The Nobel Prize in Physiology or Medicine 2008
"for his discovery of human papilloma viruses causing cervical cancer"
Harald zur Hausen (1936 - ) won the Noble Prize in 2008 for discovering that a virus, human papilloma virus, causes cervical cancer. He also won a Gairdner Award in 2008.
Zur Hausen's discovery led eventually to the development of an HPV vaccine. Gardasil is the best known of the two vaccines on the market. Most doctors recommend that young girls be vaccinated.
Here's the 2008 press release on Zur Hausen.
Discovery of human papilloma virus causing cervical cancer
Against the prevailing view during the 1970s, Harald zur Hausen postulated a role for human papilloma virus (HPV) in cervical cancer. He assumed that the tumour cells, if they contained an oncogenic virus, should harbour viral DNA integrated into their genomes. The HPV genes promoting cell proliferation should therefore be detectable by specifically searching tumour cells for such viral DNA. Harald zur Hausen pursued this idea for over 10 years by searching for different HPV types, a search made difficult by the fact that only parts of the viral DNA were integrated into the host genome. He found novel HPV-DNA in cervix cancer biopsies, and thus discovered the new, tumourigenic HPV16 type in 1983. In 1984, he cloned HPV16 and 18 from patients with cervical cancer. The HPV types 16 and 18 were consistently found in about 70% of cervical cancer biopsies throughout the world.
Importance of the HPV discovery
The global public health burden attributable to human papilloma viruses is considerable. More than 5% of all cancers worldwide are caused by persistent infection with this virus. Infection by the human papilloma virus is the most common sexually transmitted agent, afflicting 50-80% of the population. Of the more than 100 HPV types known, about 40 infect the genital tract, and 15 of these put women at high risk for cervical cancer. In addition, HPV is found in some vulval, penile, oral and other cancers. Human papilloma virus can be detected in 99.7% of women with histologically confirmed cervical cancer, affecting some 500,000 women per year.
Harald zur Hausen demonstrated novel properties of HPV that have led to an understanding of mechanisms for papilloma virus-induced carcinogenesis and the predisposing factors for viral persistence and cellular transformation. He made HPV16 and 18 available to the scientific community. Vaccines were ultimately developed that provide ≥95 % protection from infection by the high risk HPV16 and 18 types. The vaccines may also reduce the need for surgery and the global burden of cervical cancer.

▸ **Excerpted data**

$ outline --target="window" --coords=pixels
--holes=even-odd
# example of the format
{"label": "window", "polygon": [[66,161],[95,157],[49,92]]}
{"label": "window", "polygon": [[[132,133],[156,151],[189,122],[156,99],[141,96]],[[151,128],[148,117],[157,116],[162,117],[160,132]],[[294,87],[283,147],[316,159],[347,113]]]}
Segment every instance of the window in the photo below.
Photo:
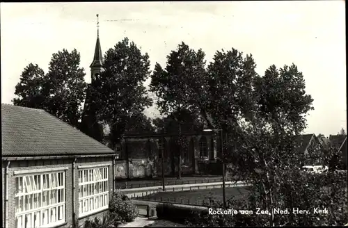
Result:
{"label": "window", "polygon": [[199,140],[199,156],[200,158],[208,156],[207,139],[204,136],[202,136]]}
{"label": "window", "polygon": [[158,157],[161,158],[162,157],[162,152],[164,157],[166,157],[166,140],[159,139],[158,140]]}
{"label": "window", "polygon": [[16,177],[16,227],[50,227],[65,221],[65,172]]}
{"label": "window", "polygon": [[109,168],[79,170],[79,215],[109,207]]}

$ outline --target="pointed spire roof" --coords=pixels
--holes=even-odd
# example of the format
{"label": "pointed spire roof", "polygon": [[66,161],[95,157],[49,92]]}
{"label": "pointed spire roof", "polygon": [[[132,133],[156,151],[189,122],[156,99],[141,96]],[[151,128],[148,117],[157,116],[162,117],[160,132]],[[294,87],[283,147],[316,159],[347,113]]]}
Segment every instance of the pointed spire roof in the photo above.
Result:
{"label": "pointed spire roof", "polygon": [[99,15],[97,15],[97,43],[95,44],[95,51],[94,52],[93,62],[90,64],[90,67],[102,67],[103,65],[103,55],[102,48],[100,47],[100,41],[99,40]]}

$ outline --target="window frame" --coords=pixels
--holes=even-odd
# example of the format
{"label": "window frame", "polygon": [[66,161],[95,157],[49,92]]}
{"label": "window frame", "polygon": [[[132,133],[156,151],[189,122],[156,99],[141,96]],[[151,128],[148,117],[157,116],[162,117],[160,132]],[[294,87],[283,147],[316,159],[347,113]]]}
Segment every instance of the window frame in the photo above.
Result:
{"label": "window frame", "polygon": [[[86,217],[109,209],[109,164],[78,168],[79,218]],[[87,181],[85,181],[86,179]],[[103,192],[101,192],[101,188],[104,190]],[[84,195],[85,194],[86,195]],[[102,206],[99,206],[101,203],[103,204]],[[96,204],[98,205],[97,208],[95,208]],[[85,206],[87,208],[86,211]]]}
{"label": "window frame", "polygon": [[[14,172],[15,222],[17,227],[25,227],[28,218],[30,218],[29,226],[31,227],[54,227],[66,223],[66,170],[68,168]],[[48,182],[45,183],[49,183],[49,186],[44,188],[44,179],[47,177]],[[55,186],[52,187],[54,182]],[[54,195],[55,197],[52,197]],[[30,204],[26,204],[29,200]],[[54,201],[53,203],[52,200]],[[54,213],[55,221],[51,222]],[[30,217],[26,217],[29,215]],[[38,220],[35,220],[38,215],[38,225],[36,224]],[[45,216],[47,216],[45,220],[46,224],[44,224]],[[20,221],[20,225],[17,221]]]}
{"label": "window frame", "polygon": [[[203,136],[204,137],[204,136]],[[205,137],[200,138],[199,144],[199,156],[202,158],[204,157],[208,157],[208,142]],[[203,140],[204,139],[204,140]],[[205,154],[206,153],[206,154]]]}

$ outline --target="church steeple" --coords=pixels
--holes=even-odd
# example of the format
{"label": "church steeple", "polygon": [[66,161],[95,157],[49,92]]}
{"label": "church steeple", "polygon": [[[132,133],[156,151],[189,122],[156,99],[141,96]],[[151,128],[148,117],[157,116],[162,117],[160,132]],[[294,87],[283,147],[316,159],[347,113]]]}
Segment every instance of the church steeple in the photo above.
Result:
{"label": "church steeple", "polygon": [[94,80],[96,74],[103,71],[103,55],[99,40],[99,15],[97,15],[97,43],[95,44],[93,61],[90,65],[92,73],[92,81]]}

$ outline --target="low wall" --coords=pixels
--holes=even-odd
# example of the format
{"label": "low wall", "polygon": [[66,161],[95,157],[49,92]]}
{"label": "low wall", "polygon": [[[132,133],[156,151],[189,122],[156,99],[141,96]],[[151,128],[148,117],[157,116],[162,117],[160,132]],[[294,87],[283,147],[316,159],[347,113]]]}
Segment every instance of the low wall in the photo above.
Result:
{"label": "low wall", "polygon": [[[222,182],[172,185],[172,186],[166,186],[165,190],[166,192],[179,192],[179,191],[192,190],[221,188],[222,185],[223,185]],[[242,181],[238,181],[237,183],[232,181],[226,181],[225,183],[226,188],[242,187],[248,185],[250,184]],[[133,189],[121,190],[121,192],[122,192],[123,194],[126,195],[130,198],[140,197],[142,196],[146,196],[148,195],[155,194],[161,191],[163,191],[161,186],[144,187],[144,188],[137,188]]]}

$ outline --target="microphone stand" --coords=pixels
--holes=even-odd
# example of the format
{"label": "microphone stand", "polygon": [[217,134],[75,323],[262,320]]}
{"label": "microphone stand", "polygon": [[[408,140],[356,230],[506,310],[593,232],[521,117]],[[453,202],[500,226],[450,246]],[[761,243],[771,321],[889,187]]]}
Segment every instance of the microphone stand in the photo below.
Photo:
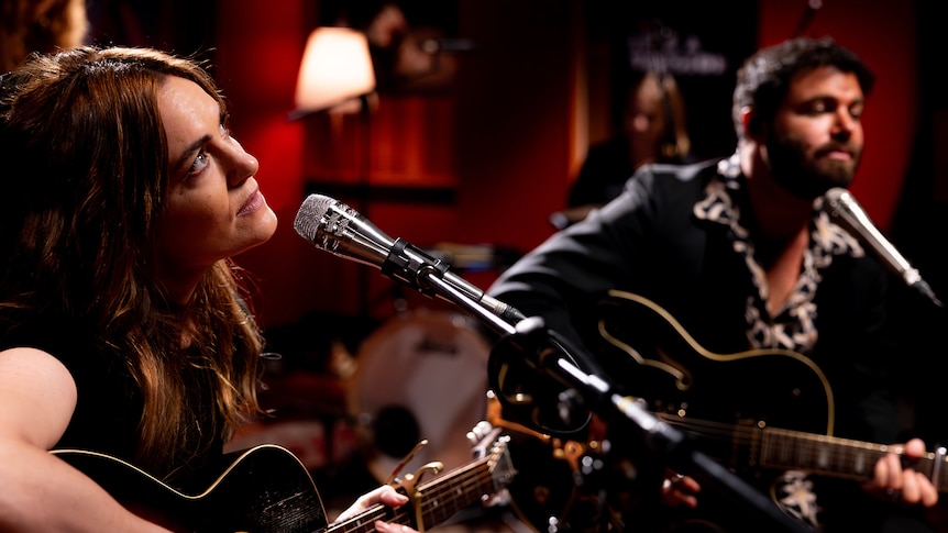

▸ **Exercise A**
In the text on the 2008 Nobel Prize in Physiology or Medicine, in what year did Harald zur Hausen clone HPV16 and 18?
▸ **Exercise B**
Reproduce the Nobel Prize text starting at "The Nobel Prize" and ending at "Award in 2008.", substituting "cancer of the cervix" for each occurrence of "cervical cancer".
You can set the records aside; none of them is needed here.

▸ **Task answer A**
1984

▸ **Task answer B**
The Nobel Prize in Physiology or Medicine 2008
"for his discovery of human papilloma viruses causing cancer of the cervix"
Harald zur Hausen (1936 - ) won the Noble Prize in 2008 for discovering that a virus, human papilloma virus, causes cancer of the cervix. He also won a Gairdner Award in 2008.